Excerpt:
==============================
Do we have the same wife? I wish I knew the answer. I protected my wife from every financial stress , have free time, home every night, and I cannot talk to her either. I say one thing and it gets twisted into another. She then also yells in front of my 3 yr old son. 

Possibly hormones, narcissism, etc. But you would need to find a new way to deal with her, with more time.
_Posted via Mobile Device_


----------



## wanttofix

MORE time? We have been married for almost 7. How much more time is there? Lol. I know what you mean though. Whenever thoughts of seperation come up I think of all that come with it and majority of the time I just stay grumpy for a week and get over it. I tjink abouy who I have become with her and if staying with a drill sargant is worth it. Id say yes so far. But man, this crap is getting so old. I know if I ended our marriage I would never get into any relationship ever again. Ive been burned way too many times by the female species.
_Posted via Mobile Device_


----------



## that_girl

You sleep 1 hour in a 24 hour period? Perhaps I read that wrong.

She definitely gets overwhelmed and takes it out on you. That's not right or fair. Why did she agree to babysit the kid if it was too much? That's on her, not you, I'm just wondering...

I don't think it's hormones (seriously, women can be this way without hormones and hormones is no excuse to be cruel). Maybe she just isn't happy and this is how it's coming out? I am trying to understand a bit. Maybe she feels she has to be perfect and she's not (no one is) and she thinks you'll notice, and that scares her?

Or maybe she's just a raving lunatic. I don't know. What do you say to her when she treats you this way?


----------



## wanttofix

I incorrectly stated it. I sleep a total of 3 to 4 hours every 24. Just when I get home, my hour nap is due. I am a polyphasic sleeper. I follow a modified dymaxion schedule. I have been doing this for two year with no issues.

I know she isnt happy, I am not either, but I push it aside and try my hardest to make it better. Today she was sorting our money and she misplaced the empty money envelope. She asks me where it is, I stated I dont drive this car. She freaks out, stop saying, that I am just asking, as she is yelling in the same period. I told her if this is jow it is going to be, take me home, i wont deal with this all day. Magically after 30 min passing the attitude magically passed. I really wish she would go back to work. She can watch him at night and I during the day. I am on a dymaxion schrdulr anyway, so i could sleep when my son does.....
==============================
Dataset content:
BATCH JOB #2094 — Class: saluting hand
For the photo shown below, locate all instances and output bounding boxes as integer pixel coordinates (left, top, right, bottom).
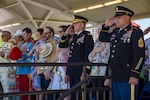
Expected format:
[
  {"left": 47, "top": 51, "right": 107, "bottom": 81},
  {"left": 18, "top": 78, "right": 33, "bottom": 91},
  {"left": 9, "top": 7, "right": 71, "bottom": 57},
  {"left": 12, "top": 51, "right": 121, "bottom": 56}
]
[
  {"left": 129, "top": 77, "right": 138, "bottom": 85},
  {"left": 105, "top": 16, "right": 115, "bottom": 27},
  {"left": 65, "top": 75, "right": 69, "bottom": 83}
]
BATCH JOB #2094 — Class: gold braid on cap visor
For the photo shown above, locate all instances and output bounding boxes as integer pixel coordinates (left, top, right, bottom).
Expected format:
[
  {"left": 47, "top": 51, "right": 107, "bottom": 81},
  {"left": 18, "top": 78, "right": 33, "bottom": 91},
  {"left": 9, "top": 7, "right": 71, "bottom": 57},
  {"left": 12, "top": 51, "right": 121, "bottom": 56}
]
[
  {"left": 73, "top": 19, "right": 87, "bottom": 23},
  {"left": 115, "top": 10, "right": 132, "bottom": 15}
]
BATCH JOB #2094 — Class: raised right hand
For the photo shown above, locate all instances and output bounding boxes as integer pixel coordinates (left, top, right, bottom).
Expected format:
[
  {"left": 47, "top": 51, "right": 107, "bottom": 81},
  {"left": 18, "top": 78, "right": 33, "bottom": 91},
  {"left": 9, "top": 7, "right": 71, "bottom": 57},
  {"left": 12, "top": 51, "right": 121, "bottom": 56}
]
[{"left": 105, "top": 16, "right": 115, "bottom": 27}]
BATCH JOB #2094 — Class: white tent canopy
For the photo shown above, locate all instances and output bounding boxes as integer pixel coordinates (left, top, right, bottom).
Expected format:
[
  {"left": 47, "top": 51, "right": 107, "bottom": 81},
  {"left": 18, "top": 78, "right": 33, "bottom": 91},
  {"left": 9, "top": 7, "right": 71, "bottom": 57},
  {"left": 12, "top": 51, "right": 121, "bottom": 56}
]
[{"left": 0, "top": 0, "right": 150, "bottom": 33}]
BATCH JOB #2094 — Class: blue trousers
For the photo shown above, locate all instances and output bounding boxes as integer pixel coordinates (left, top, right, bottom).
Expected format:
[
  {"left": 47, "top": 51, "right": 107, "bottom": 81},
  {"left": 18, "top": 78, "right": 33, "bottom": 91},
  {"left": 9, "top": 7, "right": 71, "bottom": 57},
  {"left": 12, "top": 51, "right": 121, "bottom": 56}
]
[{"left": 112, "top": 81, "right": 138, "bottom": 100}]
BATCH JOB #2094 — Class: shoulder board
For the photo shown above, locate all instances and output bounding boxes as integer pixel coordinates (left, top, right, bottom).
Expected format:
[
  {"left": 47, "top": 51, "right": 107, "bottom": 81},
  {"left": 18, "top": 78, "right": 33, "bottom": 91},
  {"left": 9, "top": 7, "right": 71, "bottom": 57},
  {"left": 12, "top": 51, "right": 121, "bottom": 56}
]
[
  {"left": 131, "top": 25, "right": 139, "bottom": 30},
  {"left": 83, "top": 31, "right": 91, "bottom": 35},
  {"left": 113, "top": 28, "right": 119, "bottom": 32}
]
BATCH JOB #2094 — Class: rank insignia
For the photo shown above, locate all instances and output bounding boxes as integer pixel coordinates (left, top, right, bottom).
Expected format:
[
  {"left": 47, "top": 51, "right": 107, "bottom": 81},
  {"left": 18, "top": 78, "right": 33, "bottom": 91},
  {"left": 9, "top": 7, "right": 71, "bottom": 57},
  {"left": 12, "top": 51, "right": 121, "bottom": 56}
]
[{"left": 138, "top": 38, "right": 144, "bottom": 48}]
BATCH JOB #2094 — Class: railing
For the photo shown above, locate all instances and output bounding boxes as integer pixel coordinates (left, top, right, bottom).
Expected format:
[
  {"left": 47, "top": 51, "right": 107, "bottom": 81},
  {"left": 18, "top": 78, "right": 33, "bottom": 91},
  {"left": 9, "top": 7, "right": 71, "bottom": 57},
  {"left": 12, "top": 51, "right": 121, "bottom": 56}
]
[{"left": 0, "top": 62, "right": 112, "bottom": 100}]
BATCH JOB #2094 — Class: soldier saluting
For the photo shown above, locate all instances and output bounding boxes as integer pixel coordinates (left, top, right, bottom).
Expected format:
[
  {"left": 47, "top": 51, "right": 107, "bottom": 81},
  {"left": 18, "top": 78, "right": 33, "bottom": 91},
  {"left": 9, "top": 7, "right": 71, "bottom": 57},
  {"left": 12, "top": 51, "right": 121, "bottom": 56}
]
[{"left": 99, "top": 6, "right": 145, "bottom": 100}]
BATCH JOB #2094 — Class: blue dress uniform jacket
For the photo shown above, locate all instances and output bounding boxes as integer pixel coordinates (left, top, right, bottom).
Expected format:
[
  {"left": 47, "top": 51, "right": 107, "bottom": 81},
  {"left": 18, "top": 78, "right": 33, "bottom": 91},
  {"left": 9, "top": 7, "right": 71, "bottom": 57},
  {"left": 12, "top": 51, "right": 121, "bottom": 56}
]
==============================
Goal 1:
Return the stretch of the records from the line containing "BATCH JOB #2094 — Class: railing" through the end of the records as a JSON list of strings, one string per line, leaving out blank lines.
Goal 2:
Write what comes next in the forum thread about the strained marriage.

Output 1:
[
  "BATCH JOB #2094 — Class: railing",
  "For the photo shown above, locate all instances and output bounding boxes as integer pixel coordinates (left, top, right, bottom).",
  "Expected format:",
  "[",
  "  {\"left\": 47, \"top\": 51, \"right\": 107, \"bottom\": 81},",
  "  {\"left\": 18, \"top\": 78, \"right\": 33, \"bottom\": 91},",
  "  {\"left\": 9, \"top\": 7, \"right\": 71, \"bottom\": 57},",
  "  {\"left\": 12, \"top\": 51, \"right\": 121, \"bottom\": 56}",
  "]",
  "[{\"left\": 0, \"top\": 62, \"right\": 112, \"bottom\": 100}]",
  "BATCH JOB #2094 — Class: soldier saluting",
  "For the photo shown above, locate all instances and output bounding boxes as integer pixel coordinates (left, top, right, bottom).",
  "Expected format:",
  "[",
  "  {\"left\": 47, \"top\": 51, \"right\": 107, \"bottom\": 81},",
  "  {\"left\": 18, \"top\": 78, \"right\": 33, \"bottom\": 91},",
  "  {\"left\": 9, \"top\": 7, \"right\": 71, \"bottom\": 57},",
  "  {\"left\": 12, \"top\": 51, \"right\": 121, \"bottom\": 56}",
  "]",
  "[{\"left\": 99, \"top\": 6, \"right\": 145, \"bottom\": 100}]",
  "BATCH JOB #2094 — Class: blue dress uniform jacket",
  "For the photo shown above, locate all instances and output bounding boxes as integer pixel coordinates (left, top, right, bottom).",
  "Expected format:",
  "[",
  "  {\"left\": 47, \"top\": 51, \"right\": 107, \"bottom\": 81},",
  "  {\"left\": 18, \"top\": 78, \"right\": 33, \"bottom\": 91},",
  "  {\"left\": 9, \"top\": 7, \"right\": 71, \"bottom\": 57},",
  "  {\"left\": 12, \"top\": 51, \"right\": 121, \"bottom\": 56}",
  "]"
]

Output 2:
_Posted via Mobile Device_


----------



## wanttofix

I hate this phone ugh. I typed up all this stuff and poof, gone. I made thankless breakfast for both of us and it wasnt up to par, so no thx because of it. She wanted to lay in bed and if that leads to sexytime, not interested. I was with a 1 year old all morning. Not in the mood and I always initiate. She wanted to go out to eat, i said no because we did yesterday. She didnt like that answer. So now because i wont lay with her and sleep, she is laying by herself. I asked if she wanted to do anything else. Nope.....

Still unsure if i can leave. I think she would have to go full psycho like chase me with a weapon or hit me enough.
_Posted via Mobile Device_


----------



## Evinrude58

You're getting 3 or 4 hrs of sleep and don't know what's wrong with your sex life?... Even I can see that one!


----------



## wanttofix

Precursor from last night. I work nights and was at work. While she was out with her friend, she called me several times that night... SEVERAL. I don't mind her calling a couple times to chat, but she called so many times I got annoyed and expressed that to her. "oh, so you don't want me to call you anymore." She says. As in I don't want her calling me ever again after this point. 

The next day of insanity. I get off of work, I stay up with my son so she can sleep in. We eat some breakfast, change some diapers, and watch a couple episodes of sesame street. He eventually signed eat, milk. I leave him with mom. "Why didn't you stay in bed?" says her. "I knew he would be up in 30 minutes and I let you sleep for a couple hours." says me. I go call a couple auto glass places and one wanted all this information.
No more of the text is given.